Extracted material:
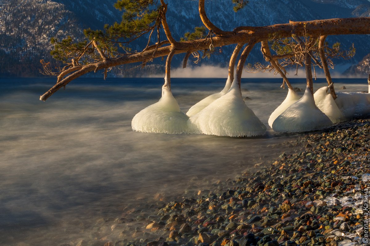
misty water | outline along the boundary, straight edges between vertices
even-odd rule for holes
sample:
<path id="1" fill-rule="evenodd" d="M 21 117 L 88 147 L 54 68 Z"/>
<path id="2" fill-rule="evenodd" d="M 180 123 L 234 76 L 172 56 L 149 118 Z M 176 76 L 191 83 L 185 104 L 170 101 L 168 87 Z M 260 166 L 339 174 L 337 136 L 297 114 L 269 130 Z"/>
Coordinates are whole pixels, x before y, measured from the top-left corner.
<path id="1" fill-rule="evenodd" d="M 186 112 L 225 81 L 174 78 L 172 90 Z M 281 82 L 242 81 L 243 96 L 250 99 L 246 103 L 266 126 L 286 95 Z M 336 82 L 338 91 L 343 85 L 345 91 L 367 89 L 366 79 Z M 282 143 L 302 135 L 268 126 L 265 136 L 249 138 L 132 131 L 132 117 L 158 100 L 163 82 L 80 79 L 43 102 L 39 96 L 54 79 L 0 78 L 0 244 L 92 238 L 91 226 L 101 218 L 119 218 L 158 195 L 163 202 L 192 195 L 256 163 L 270 163 L 289 151 Z M 305 80 L 291 82 L 302 95 Z M 315 90 L 326 83 L 318 79 Z"/>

Task objective: Could you set down every line of the records above word for word, leaving out the pictures?

Problem solution:
misty water | outline along the boundary, straight edges between vertices
even-odd rule for holes
sample:
<path id="1" fill-rule="evenodd" d="M 21 117 L 88 147 L 54 68 Z"/>
<path id="2" fill-rule="evenodd" d="M 180 123 L 234 76 L 172 56 L 149 118 Z M 176 76 L 191 83 L 185 104 L 170 101 L 168 87 Z M 260 166 L 339 174 L 337 136 L 297 114 L 269 130 Z"/>
Coordinates are whole pixels, x before y, measured from the top-left corner.
<path id="1" fill-rule="evenodd" d="M 186 112 L 225 81 L 174 78 L 172 90 Z M 281 82 L 242 81 L 243 96 L 250 99 L 246 103 L 266 126 L 286 95 Z M 336 82 L 338 91 L 343 85 L 345 91 L 367 89 L 366 79 Z M 282 143 L 302 135 L 268 126 L 265 136 L 249 138 L 132 131 L 132 117 L 158 100 L 163 82 L 80 79 L 43 102 L 39 96 L 54 79 L 0 78 L 0 244 L 92 238 L 91 226 L 101 218 L 119 218 L 158 195 L 163 202 L 192 195 L 256 163 L 270 163 L 289 151 Z M 305 80 L 291 82 L 302 95 Z M 315 90 L 326 83 L 318 79 Z"/>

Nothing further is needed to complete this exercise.